Exercise. Copy the listing below word for word, but leave out the pictures.

Data supplied.

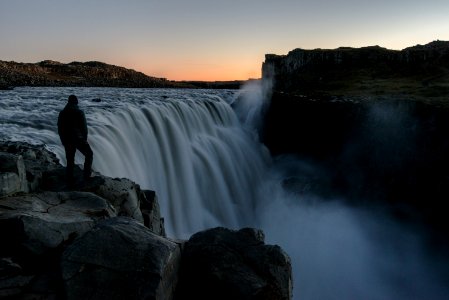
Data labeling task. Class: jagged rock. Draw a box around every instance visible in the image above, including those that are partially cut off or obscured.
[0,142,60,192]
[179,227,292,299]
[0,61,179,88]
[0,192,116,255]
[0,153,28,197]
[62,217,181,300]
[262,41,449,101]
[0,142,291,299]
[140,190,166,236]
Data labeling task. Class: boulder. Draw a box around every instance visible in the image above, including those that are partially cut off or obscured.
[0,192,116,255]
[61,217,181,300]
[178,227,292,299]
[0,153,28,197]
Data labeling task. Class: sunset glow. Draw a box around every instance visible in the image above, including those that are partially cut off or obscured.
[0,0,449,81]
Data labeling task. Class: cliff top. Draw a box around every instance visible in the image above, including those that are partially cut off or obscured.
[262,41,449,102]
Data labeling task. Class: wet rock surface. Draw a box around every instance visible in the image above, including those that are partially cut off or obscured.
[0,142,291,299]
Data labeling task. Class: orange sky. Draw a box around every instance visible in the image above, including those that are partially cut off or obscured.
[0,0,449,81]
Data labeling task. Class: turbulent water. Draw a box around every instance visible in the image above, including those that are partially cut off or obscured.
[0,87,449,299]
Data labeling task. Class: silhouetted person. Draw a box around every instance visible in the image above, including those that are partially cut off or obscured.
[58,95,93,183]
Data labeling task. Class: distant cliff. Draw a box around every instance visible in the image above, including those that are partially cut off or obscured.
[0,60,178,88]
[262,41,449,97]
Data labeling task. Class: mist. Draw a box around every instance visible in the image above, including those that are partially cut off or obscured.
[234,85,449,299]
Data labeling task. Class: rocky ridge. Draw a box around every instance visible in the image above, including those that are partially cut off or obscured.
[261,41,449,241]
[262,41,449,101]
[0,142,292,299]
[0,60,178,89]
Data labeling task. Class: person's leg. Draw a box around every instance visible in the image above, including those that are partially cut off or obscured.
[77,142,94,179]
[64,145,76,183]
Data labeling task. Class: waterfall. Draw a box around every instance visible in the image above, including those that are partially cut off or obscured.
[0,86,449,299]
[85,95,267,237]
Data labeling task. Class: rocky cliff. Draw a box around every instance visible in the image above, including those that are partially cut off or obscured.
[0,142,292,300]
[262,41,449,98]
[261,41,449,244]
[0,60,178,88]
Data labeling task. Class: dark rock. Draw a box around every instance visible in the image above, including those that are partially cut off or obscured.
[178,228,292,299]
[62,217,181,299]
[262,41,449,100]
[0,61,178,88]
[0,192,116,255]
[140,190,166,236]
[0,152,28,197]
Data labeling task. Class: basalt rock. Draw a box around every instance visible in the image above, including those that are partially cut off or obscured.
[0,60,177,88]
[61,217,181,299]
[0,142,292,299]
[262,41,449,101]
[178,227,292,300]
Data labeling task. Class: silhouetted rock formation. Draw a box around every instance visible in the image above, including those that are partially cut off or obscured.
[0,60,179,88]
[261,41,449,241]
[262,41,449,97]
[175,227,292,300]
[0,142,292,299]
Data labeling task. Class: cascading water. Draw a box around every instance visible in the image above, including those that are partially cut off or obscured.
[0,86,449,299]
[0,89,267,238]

Answer below.
Data labeling task. Class: jagged rock. Draw a box around every instance visible in the image above, including those that are partially cut off or obscured.
[0,142,60,192]
[179,227,292,299]
[0,61,179,88]
[0,192,116,255]
[0,153,28,197]
[62,217,181,300]
[262,41,449,101]
[0,142,291,299]
[140,190,166,236]
Data labeling task. Class: boulder. Draw a box around every instance visible in the image above, including those that are partially cut off or obscured.
[0,192,116,255]
[61,217,181,300]
[178,227,292,299]
[0,153,28,197]
Data labeling task. Class: sunset glow. Draw a box around every instance visible in the image above, including those that are partially cut off or obscured.
[0,0,449,81]
Data labeling task. Class: cliff top. Draw a box around every instance visible in the image above, including those that are partially cut off or obscured.
[262,41,449,102]
Data labeling task. Class: wet rock surface. Draw a box around every instance visible in the image above, including those that are partially cut off or obscured.
[0,142,291,299]
Data labeling task. Class: orange sky. Draw a box around every instance visible in the image above, including those that are partially cut off or obscured.
[0,0,449,81]
Data labeling task. Class: turbulent water. Draw a box around every instance visible in the image above, including those that are partially cut off or obscured.
[0,87,449,299]
Data labeling task. Class: silhouetted person. Draw a box around every instance visible in the image above, including those that are partially cut off or obscured.
[58,95,93,183]
Data labeling task. Class: distant cliff. Draw a box around every instance visible in the image above, including those that are partially cut off or obscured.
[0,60,178,88]
[262,41,449,97]
Data labeling task. Class: mist. Draw a box around every instance visible in the image above, including those that are partially cut off or obscured.
[234,85,449,299]
Data labeling task. Class: rocky ridge. Draw a box around every instance visible in the image above, including those that are partially cut off or obscured.
[261,41,449,241]
[262,41,449,101]
[0,142,292,299]
[0,60,178,89]
Data labeling task. Class: person's leg. Draw a box around every instance visible in the image above, including those that are partially cut off or obscured.
[77,142,94,179]
[64,145,76,183]
Data labeling task. Class: waterfall. Draw a box around every instance visible in the image above, including those that are partially cut off or obscured.
[0,86,449,299]
[85,95,267,237]
Data labeling task. Class: rocky cliff. Draw a box around every instance visible in the image above, including those that are partially cut off or obscured.
[0,142,292,300]
[262,41,449,98]
[261,41,449,244]
[0,60,178,88]
Data labeling task. Class: dark rock. Draw a box around every instance visible in the image above, including those that are partially cut off or obscured.
[178,228,292,299]
[62,217,181,299]
[262,41,449,100]
[0,61,178,88]
[0,192,116,255]
[140,190,166,236]
[0,152,28,197]
Data labeling task. Class: basalt rock. Draw a box around every instance visible in the image above, including those that are partially cut off or obscured.
[0,60,177,88]
[61,217,181,299]
[0,142,292,299]
[262,41,449,101]
[178,227,292,300]
Data labeling task. Class: silhouetted rock formation. Draw a box around every instance visible in the image above, including those that are partially cut off or obscured.
[0,60,179,88]
[261,41,449,241]
[262,41,449,97]
[175,227,292,300]
[0,142,292,299]
Data labeling task. Class: cascading water. Draw a box around every instance visible in the image above, including those that are partially cut off or obscured.
[0,86,449,299]
[0,89,267,238]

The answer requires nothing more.